Start of EXTRACTED MATERIAL
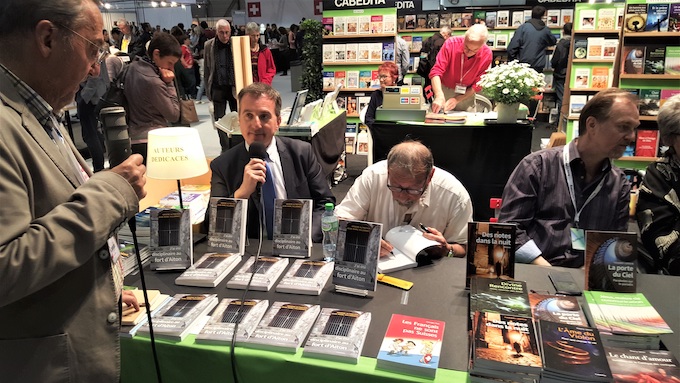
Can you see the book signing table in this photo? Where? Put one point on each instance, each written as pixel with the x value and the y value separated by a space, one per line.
pixel 495 150
pixel 438 293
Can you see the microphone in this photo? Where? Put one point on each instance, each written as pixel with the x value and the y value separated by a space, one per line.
pixel 257 150
pixel 116 134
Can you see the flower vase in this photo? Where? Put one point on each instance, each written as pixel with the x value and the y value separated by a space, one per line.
pixel 507 113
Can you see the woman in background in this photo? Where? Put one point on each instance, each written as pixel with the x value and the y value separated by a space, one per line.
pixel 388 73
pixel 261 57
pixel 658 208
pixel 150 90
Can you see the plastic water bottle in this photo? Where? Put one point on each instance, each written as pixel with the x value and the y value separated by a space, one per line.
pixel 329 227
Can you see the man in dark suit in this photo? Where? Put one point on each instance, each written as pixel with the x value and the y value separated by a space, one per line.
pixel 296 173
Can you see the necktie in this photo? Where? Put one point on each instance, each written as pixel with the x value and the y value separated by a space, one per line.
pixel 268 196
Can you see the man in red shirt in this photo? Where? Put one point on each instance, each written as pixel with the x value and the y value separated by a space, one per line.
pixel 460 64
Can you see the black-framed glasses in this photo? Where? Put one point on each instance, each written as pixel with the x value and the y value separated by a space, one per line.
pixel 101 52
pixel 397 189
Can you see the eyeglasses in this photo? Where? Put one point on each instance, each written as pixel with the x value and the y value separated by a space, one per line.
pixel 397 189
pixel 101 52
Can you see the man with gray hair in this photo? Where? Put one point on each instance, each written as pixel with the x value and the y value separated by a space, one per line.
pixel 460 63
pixel 59 265
pixel 218 74
pixel 408 189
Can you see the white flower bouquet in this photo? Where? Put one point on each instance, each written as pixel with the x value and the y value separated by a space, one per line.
pixel 511 82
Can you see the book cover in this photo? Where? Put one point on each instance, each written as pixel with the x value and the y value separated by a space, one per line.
pixel 567 16
pixel 609 49
pixel 629 313
pixel 351 25
pixel 305 277
pixel 388 51
pixel 595 47
pixel 376 24
pixel 227 226
pixel 649 102
pixel 352 52
pixel 505 342
pixel 220 326
pixel 502 19
pixel 358 249
pixel 576 103
pixel 573 352
pixel 655 56
pixel 580 47
pixel 490 251
pixel 209 271
pixel 553 18
pixel 657 18
pixel 410 249
pixel 636 17
pixel 328 79
pixel 627 365
pixel 499 296
pixel 633 59
pixel 517 18
pixel 177 317
pixel 606 19
pixel 338 335
pixel 610 261
pixel 267 271
pixel 672 62
pixel 411 345
pixel 600 78
pixel 586 19
pixel 581 77
pixel 557 308
pixel 283 327
pixel 647 143
pixel 292 221
pixel 171 242
pixel 674 18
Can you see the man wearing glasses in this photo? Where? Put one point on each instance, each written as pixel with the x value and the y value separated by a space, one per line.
pixel 61 278
pixel 408 189
pixel 460 63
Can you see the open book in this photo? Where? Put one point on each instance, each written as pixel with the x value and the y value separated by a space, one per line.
pixel 409 244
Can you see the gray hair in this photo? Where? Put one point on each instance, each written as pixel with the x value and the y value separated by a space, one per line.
pixel 477 32
pixel 252 27
pixel 18 17
pixel 669 119
pixel 411 157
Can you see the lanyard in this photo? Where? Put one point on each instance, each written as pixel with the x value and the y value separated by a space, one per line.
pixel 570 184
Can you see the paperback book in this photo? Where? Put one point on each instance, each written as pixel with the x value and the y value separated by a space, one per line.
pixel 504 343
pixel 557 308
pixel 410 249
pixel 499 296
pixel 267 271
pixel 227 226
pixel 610 262
pixel 176 319
pixel 283 327
pixel 411 346
pixel 222 322
pixel 171 241
pixel 490 251
pixel 292 222
pixel 338 335
pixel 572 353
pixel 358 249
pixel 209 271
pixel 306 277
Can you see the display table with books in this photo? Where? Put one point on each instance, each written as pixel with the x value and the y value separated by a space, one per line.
pixel 438 294
pixel 494 149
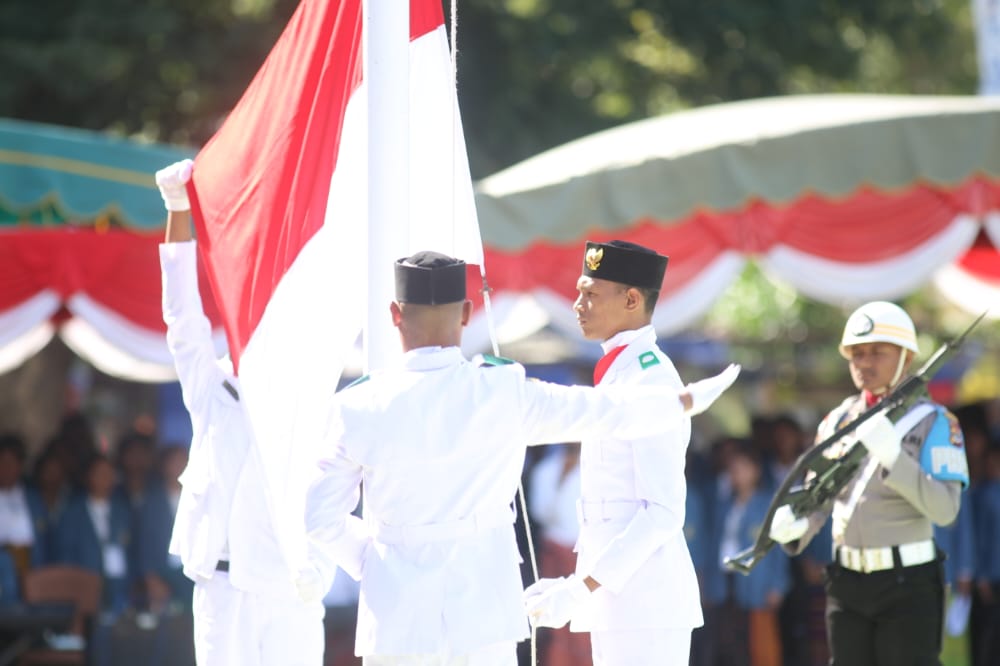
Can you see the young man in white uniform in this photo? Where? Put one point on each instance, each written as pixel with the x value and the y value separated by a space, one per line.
pixel 439 444
pixel 246 607
pixel 631 553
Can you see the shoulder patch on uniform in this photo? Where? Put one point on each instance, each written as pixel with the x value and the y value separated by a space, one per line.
pixel 231 390
pixel 491 361
pixel 942 455
pixel 357 382
pixel 648 359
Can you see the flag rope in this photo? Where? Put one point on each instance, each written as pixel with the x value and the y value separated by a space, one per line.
pixel 487 303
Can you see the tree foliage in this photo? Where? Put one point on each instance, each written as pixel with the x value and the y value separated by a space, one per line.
pixel 532 73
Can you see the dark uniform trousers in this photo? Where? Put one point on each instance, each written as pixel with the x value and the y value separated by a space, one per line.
pixel 885 618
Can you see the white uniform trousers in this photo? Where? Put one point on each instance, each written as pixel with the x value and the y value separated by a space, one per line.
pixel 236 627
pixel 641 647
pixel 498 654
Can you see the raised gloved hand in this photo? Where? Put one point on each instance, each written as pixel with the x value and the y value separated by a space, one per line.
pixel 309 585
pixel 552 602
pixel 881 439
pixel 172 180
pixel 703 393
pixel 786 526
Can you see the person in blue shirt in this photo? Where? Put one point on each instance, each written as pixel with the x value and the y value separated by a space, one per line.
pixel 162 574
pixel 93 533
pixel 743 611
pixel 48 495
pixel 986 650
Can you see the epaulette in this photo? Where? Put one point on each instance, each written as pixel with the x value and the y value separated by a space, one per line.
pixel 357 382
pixel 491 361
pixel 648 359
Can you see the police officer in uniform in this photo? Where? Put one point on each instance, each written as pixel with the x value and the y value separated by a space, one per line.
pixel 439 444
pixel 633 489
pixel 885 589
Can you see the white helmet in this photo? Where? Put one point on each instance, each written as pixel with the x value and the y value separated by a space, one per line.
pixel 879 321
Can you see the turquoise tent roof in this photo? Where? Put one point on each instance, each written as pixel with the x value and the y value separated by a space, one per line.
pixel 58 175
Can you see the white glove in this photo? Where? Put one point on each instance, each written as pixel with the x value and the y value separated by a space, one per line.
pixel 786 526
pixel 705 392
pixel 310 586
pixel 881 439
pixel 171 181
pixel 552 602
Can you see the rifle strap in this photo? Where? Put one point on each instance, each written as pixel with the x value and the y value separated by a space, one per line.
pixel 842 512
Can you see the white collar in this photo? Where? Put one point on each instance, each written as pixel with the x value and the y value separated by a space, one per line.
pixel 627 337
pixel 431 358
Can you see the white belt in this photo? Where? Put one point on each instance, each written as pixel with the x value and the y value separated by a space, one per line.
pixel 594 512
pixel 445 531
pixel 867 560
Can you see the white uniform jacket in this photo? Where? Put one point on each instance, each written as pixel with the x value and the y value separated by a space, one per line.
pixel 222 513
pixel 439 444
pixel 631 510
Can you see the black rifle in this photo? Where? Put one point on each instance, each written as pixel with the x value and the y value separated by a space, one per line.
pixel 816 479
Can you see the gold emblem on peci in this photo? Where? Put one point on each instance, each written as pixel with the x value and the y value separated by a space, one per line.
pixel 594 257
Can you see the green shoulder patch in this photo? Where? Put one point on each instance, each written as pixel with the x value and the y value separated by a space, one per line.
pixel 492 361
pixel 357 382
pixel 648 359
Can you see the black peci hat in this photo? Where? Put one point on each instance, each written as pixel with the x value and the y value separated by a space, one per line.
pixel 430 278
pixel 624 262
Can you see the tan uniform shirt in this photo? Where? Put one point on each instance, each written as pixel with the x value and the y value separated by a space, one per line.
pixel 896 506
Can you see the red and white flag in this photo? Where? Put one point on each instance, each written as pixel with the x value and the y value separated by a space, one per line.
pixel 279 197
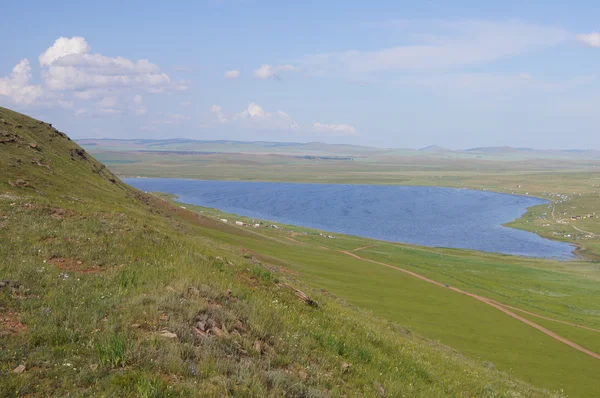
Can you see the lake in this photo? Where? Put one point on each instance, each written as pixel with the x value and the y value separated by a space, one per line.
pixel 428 216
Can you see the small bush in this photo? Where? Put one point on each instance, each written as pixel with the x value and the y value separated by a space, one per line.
pixel 113 351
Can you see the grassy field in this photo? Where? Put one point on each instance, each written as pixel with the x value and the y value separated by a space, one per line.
pixel 107 291
pixel 563 291
pixel 571 184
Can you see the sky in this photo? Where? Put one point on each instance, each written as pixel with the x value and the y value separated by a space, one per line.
pixel 404 74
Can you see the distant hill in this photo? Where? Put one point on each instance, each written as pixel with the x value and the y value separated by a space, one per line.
pixel 109 291
pixel 316 149
pixel 434 149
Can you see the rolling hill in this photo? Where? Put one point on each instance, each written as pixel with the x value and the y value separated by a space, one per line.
pixel 109 291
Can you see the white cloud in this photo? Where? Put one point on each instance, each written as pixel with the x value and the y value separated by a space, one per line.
pixel 287 67
pixel 525 76
pixel 267 71
pixel 175 118
pixel 17 85
pixel 62 47
pixel 338 129
pixel 232 74
pixel 108 105
pixel 590 39
pixel 253 111
pixel 70 73
pixel 218 112
pixel 439 45
pixel 264 72
pixel 138 105
pixel 71 66
pixel 254 116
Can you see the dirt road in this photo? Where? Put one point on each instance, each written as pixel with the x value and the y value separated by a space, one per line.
pixel 487 301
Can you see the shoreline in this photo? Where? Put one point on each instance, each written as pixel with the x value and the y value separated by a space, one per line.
pixel 574 254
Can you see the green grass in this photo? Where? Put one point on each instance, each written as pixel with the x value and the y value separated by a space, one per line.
pixel 104 271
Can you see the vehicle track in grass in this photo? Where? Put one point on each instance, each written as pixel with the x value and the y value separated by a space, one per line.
pixel 492 303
End of EXTRACTED MATERIAL
ASSIGNED TASK
Locate the line with "Can you see the vehicle" in the entries above; extract it and every line after it, verbatim.

RESPONSE TO THIS EXERCISE
Can you see the vehicle track in grass in this photo? Where? Put one point on each instance, each written as pixel with the x value and the y value separated by a space, one per line.
pixel 492 303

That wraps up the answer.